### Task list
**1)** Decide whether each statement below agrees with the article on fighting with a partner. For each one, answer yes or no and quote the deciding words of the article. (a) Krystal Mazzola Wood is a licensed marriage and family therapist in Phoenix. (b) Mazzola Wood says most people are born with the skills to communicate well when they feel overwhelmed. (c) Pointing out something a partner said that one agrees with can remind both people that they are on the same team.
**2)** Carry on the article on fighting with a partner, starting right after its last sentence.

-- Page excerpt follows --

8 Things to Say During a Fight With Your Partner

If you love someone, learn how to fight with them. That’s the best advice Krystal Mazzola Wood, a licensed marriage and family therapist in Phoenix, gives the couples she works with. “It makes all the difference in the world,” she says. “Most of us don't innately have the skills to communicate well when we're feeling overwhelmed or unheard, because we literally go into fight-or-flight mode. We have to actively practice how to communicate well during a conflict to protect and strengthen the relationship.”

That includes having a handful of go-to phrases in your back pocket to deploy when things get heated. We asked experts what to say during your next fight with your partner—and how it might help you find your way back to each other.

“You’re right about ___.”
Couples often land in Mazzola Wood’s office because, when they argue, they get stuck on who’s right and who’s wrong. They tend to especially fixate on “perceiving themselves as correct,” she says. “That makes the other person feel completely unheard and unseen, which encourages them to get defensive and argue back.” There’s a better way: Instead of ruminating over how you’re going to prove your point, draw attention to something your partner said that you agree with. That will help diffuse the tension and remind both of you that you’re on the same team, she says.

-- Page excerpt concluded --
-- Exercise data follows --

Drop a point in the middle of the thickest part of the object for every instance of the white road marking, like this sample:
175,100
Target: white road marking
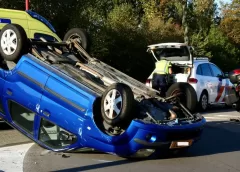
11,158
230,116
101,160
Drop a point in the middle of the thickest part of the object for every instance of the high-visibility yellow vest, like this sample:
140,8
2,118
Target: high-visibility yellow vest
162,67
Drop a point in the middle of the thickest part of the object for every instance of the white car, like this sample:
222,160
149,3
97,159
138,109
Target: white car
209,82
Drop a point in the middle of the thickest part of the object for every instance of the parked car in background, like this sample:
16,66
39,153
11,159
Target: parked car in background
37,27
209,82
64,99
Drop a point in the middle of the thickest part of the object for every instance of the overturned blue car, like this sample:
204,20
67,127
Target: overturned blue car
59,96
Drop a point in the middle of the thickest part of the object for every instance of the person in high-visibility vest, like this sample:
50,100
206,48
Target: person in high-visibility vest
162,69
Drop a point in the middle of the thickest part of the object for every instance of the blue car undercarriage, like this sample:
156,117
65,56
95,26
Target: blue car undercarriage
64,99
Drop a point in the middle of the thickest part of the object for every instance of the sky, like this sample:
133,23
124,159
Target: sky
225,1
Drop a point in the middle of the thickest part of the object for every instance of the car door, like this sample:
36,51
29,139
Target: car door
210,84
220,81
2,81
62,109
21,94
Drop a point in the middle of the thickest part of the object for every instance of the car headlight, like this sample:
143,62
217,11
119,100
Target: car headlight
142,153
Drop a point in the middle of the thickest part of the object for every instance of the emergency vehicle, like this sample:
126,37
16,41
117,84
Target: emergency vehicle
208,80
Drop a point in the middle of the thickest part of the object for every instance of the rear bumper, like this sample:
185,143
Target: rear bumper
141,136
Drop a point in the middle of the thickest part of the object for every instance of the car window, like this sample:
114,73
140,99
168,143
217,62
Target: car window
23,117
216,71
55,136
199,70
206,71
173,54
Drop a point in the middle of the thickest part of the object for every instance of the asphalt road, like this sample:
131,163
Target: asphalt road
218,150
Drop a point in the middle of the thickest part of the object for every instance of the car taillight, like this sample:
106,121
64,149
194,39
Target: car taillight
148,82
236,71
192,80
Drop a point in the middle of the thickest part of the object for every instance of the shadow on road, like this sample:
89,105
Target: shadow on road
218,137
5,126
96,166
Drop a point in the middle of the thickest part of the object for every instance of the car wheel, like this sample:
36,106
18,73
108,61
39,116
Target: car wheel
14,42
188,97
80,35
117,105
203,102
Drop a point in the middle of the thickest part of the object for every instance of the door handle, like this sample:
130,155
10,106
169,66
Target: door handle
46,113
9,92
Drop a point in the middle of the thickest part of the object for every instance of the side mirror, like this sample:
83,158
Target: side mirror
226,74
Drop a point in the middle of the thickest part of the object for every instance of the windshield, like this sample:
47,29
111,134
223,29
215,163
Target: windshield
172,53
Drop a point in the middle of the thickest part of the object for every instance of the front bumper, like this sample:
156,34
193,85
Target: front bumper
145,136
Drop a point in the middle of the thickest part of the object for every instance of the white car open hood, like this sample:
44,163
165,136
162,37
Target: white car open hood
170,52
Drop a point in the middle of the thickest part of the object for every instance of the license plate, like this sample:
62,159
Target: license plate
181,144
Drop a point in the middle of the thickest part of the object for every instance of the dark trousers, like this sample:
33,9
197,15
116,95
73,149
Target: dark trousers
159,83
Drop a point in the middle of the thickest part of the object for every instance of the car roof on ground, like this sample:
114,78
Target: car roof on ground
167,44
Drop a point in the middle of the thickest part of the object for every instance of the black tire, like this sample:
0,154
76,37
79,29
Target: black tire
189,97
22,46
203,96
78,33
127,107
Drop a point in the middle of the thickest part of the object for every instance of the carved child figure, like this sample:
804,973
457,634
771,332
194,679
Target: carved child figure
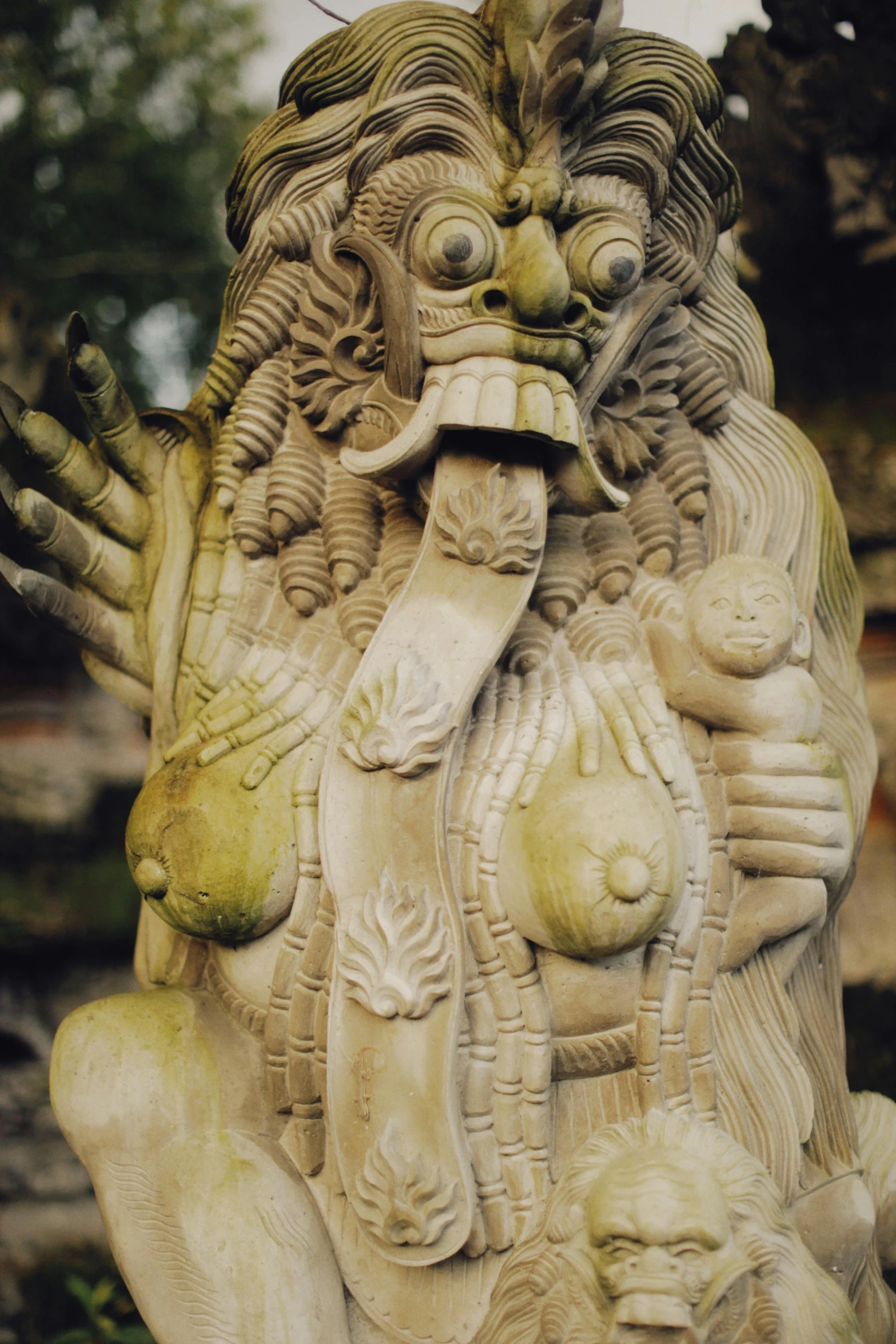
739,670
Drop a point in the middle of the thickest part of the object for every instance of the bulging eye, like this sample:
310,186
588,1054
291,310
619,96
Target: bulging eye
453,245
606,259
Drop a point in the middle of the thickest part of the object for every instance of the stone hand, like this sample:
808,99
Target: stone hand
110,538
631,703
789,809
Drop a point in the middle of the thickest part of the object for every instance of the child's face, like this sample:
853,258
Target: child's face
742,619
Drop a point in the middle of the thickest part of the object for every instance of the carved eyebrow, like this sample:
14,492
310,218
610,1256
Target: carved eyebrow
385,198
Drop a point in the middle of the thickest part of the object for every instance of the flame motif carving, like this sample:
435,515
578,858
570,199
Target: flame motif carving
489,524
399,1202
395,952
397,721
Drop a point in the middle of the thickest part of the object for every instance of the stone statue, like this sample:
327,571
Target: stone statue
509,753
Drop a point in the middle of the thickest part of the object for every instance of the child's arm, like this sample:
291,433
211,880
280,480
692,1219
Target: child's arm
720,702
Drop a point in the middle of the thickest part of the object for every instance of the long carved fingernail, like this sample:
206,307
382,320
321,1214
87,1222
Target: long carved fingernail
77,335
9,488
11,406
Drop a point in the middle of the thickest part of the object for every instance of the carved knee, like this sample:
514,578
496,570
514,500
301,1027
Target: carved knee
131,1069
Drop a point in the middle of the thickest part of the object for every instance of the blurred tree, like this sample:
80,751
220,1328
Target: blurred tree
812,128
120,123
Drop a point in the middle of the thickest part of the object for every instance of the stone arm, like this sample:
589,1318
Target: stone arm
125,536
719,702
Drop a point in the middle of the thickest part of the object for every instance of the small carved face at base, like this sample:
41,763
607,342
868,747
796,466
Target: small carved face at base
594,866
743,617
663,1249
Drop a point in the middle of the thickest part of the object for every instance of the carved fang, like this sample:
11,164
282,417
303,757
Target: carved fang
492,393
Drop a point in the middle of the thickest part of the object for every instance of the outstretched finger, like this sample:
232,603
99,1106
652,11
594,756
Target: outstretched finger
112,570
110,412
108,634
86,478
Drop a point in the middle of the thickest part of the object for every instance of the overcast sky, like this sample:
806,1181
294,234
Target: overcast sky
293,25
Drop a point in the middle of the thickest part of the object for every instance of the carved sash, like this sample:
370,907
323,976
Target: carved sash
398,981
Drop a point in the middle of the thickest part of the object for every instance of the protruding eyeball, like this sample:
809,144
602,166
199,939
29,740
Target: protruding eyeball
151,878
453,245
629,878
606,257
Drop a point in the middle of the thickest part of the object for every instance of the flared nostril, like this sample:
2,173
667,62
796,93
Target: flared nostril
575,316
495,301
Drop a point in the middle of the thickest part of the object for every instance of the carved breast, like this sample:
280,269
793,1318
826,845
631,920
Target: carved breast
594,865
214,859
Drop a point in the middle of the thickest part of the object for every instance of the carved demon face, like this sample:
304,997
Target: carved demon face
664,1252
528,267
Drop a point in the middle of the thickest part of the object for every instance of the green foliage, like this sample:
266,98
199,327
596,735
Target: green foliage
120,124
817,156
104,1306
78,1299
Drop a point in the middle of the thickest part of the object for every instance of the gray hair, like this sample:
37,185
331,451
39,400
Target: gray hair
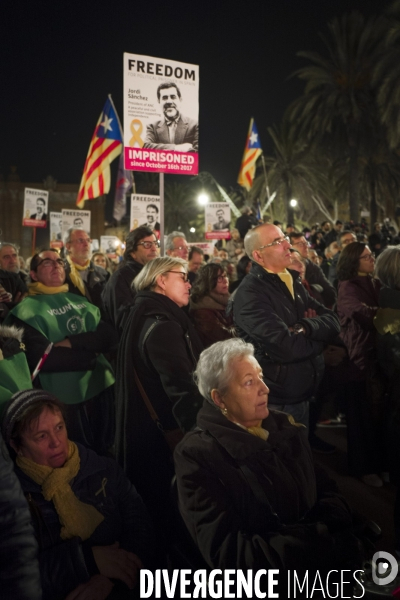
169,243
71,231
146,280
251,241
214,369
387,267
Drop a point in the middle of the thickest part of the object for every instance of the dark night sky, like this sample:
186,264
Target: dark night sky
59,61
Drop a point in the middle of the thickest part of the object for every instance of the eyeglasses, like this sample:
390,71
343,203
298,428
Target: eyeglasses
148,245
184,276
304,244
82,241
277,242
47,262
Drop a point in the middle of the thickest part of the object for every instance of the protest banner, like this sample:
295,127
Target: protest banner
56,230
145,210
75,219
161,113
218,220
35,208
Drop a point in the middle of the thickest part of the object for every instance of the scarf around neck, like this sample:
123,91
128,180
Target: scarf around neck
76,517
37,288
74,274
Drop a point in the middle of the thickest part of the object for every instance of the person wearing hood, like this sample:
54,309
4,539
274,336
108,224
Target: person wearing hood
66,331
156,398
208,301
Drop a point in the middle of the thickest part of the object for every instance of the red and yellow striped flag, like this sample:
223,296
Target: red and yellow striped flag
251,153
106,145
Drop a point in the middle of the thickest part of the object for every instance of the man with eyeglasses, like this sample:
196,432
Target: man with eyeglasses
273,311
75,370
12,280
142,246
314,274
83,276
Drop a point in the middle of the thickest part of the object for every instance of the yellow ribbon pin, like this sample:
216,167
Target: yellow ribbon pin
136,139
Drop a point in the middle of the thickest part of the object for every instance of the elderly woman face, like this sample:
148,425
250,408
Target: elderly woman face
45,440
175,285
222,286
366,262
246,398
100,261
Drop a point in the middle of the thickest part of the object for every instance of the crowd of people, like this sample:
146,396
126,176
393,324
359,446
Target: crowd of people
186,391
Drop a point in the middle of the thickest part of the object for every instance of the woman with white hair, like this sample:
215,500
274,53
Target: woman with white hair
156,398
248,490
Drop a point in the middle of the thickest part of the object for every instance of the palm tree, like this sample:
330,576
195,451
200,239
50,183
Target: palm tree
338,93
387,75
292,170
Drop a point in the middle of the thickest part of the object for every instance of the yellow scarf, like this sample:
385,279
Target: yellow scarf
76,517
74,274
37,288
258,432
287,279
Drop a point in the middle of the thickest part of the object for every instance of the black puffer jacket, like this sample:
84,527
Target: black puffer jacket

-- Exercise data concluded --

### Results
**1)**
(a) Yes: "a licensed marriage and family therapist in Phoenix"
(b) No: "Most of us don't innately have the skills to communicate well when we're feeling overwhelmed or unheard"
(c) Yes: "remind both of you that you’re on the same team"

**2)**
“I’m sorry for ___.”
Apologizing for your role in an argument—which doesn’t mean taking all of the blame—is a shortcut to a peaceful resolution. “When someone hears an apology, they automatically soften,” Mazzola Wood says. “I always think about giving the love that we want to receive.” Be specific (and genuine) about what you're apologizing for, she urges, looking your partner in the eye and speaking from the heart. Don't try to justify your behavior, minimize your partner's feelings, or guilt-trip them. It’s also a good idea to steer clear of quasi-apologies, like “I’m sorry you feel that way” or “I’m sorry, but,” which is more offensive than saying nothing at all.